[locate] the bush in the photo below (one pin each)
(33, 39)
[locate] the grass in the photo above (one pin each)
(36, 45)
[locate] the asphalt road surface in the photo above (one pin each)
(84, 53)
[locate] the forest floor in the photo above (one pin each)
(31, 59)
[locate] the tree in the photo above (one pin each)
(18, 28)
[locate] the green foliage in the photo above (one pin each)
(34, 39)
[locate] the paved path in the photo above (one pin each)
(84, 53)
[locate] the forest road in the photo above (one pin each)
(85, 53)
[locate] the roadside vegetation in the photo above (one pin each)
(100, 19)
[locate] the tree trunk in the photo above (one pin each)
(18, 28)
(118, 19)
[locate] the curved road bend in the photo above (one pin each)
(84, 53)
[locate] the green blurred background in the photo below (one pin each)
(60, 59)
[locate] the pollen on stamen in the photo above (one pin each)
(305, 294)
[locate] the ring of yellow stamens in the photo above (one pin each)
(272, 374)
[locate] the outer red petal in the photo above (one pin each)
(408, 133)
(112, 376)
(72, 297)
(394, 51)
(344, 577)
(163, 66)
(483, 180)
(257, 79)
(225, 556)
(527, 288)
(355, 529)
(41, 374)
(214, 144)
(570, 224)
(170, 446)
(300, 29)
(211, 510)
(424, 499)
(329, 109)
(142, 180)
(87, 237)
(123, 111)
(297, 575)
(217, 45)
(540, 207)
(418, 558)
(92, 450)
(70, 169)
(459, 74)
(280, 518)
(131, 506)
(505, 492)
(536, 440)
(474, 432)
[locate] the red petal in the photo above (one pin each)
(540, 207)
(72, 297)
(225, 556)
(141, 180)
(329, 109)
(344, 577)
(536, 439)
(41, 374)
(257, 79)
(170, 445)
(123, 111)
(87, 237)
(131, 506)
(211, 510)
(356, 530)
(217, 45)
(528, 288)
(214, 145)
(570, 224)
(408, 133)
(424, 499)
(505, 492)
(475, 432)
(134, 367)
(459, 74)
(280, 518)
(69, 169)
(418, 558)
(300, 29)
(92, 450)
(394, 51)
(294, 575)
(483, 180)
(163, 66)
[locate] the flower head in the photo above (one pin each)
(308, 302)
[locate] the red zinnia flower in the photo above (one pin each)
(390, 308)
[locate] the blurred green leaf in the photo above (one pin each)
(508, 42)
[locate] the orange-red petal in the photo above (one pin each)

******************************

YOUR TASK:
Copy all of the material above line for line, leaving nothing out and changing nothing.

OUTPUT FOR THIS TASK:
[locate] the bush in the photo below (one pin each)
(33, 39)
[locate] the grass in the photo above (one pin each)
(36, 45)
[locate] the asphalt road surface in the photo above (one pin each)
(84, 53)
[locate] the forest floor in the photo above (one pin each)
(31, 59)
[locate] the tree in the photo above (one pin each)
(18, 28)
[locate] the green foliage in the photo above (one pin each)
(34, 39)
[locate] the paved path in the photo above (one pin each)
(84, 53)
[locate] the forest road in the photo above (one pin each)
(85, 53)
[locate] the roadside vegetation in the photo above (one pin each)
(100, 19)
[locate] the tree trunk in the photo above (one pin each)
(18, 28)
(118, 19)
[locate] the curved road bend in the photo above (one pin each)
(84, 53)
[locate] the green blurred background in the photo below (one pin each)
(60, 59)
[locate] the pollen on stamen in the photo above (one pin each)
(305, 294)
[locate] the ring of yellow stamens in the photo above (one pin each)
(272, 374)
[locate] the outer red petal in the photo above (one pin each)
(408, 133)
(112, 376)
(72, 297)
(394, 51)
(344, 577)
(163, 66)
(483, 180)
(257, 79)
(225, 556)
(527, 288)
(355, 529)
(41, 374)
(214, 144)
(570, 224)
(170, 446)
(300, 29)
(211, 510)
(424, 499)
(329, 109)
(142, 180)
(87, 237)
(123, 111)
(297, 575)
(217, 45)
(540, 207)
(418, 558)
(92, 450)
(70, 169)
(459, 74)
(280, 518)
(131, 506)
(505, 492)
(536, 440)
(474, 432)
[locate] the red petal in the photo above (one pin each)
(540, 207)
(72, 297)
(225, 556)
(141, 180)
(329, 109)
(344, 577)
(536, 439)
(41, 374)
(257, 79)
(170, 445)
(123, 111)
(87, 237)
(131, 506)
(211, 510)
(356, 530)
(217, 45)
(528, 288)
(214, 145)
(570, 224)
(408, 133)
(424, 499)
(505, 492)
(475, 432)
(134, 367)
(459, 74)
(280, 518)
(69, 169)
(418, 558)
(300, 29)
(92, 450)
(394, 51)
(294, 575)
(483, 180)
(163, 66)
[locate] the flower head in the photo above (one pin each)
(308, 302)
[locate] the red zinnia flower in the photo above (one pin each)
(390, 308)
[locate] the blurred green leaf in the photo above (one pin each)
(508, 42)
[locate] the orange-red petal in the photo above (one pin each)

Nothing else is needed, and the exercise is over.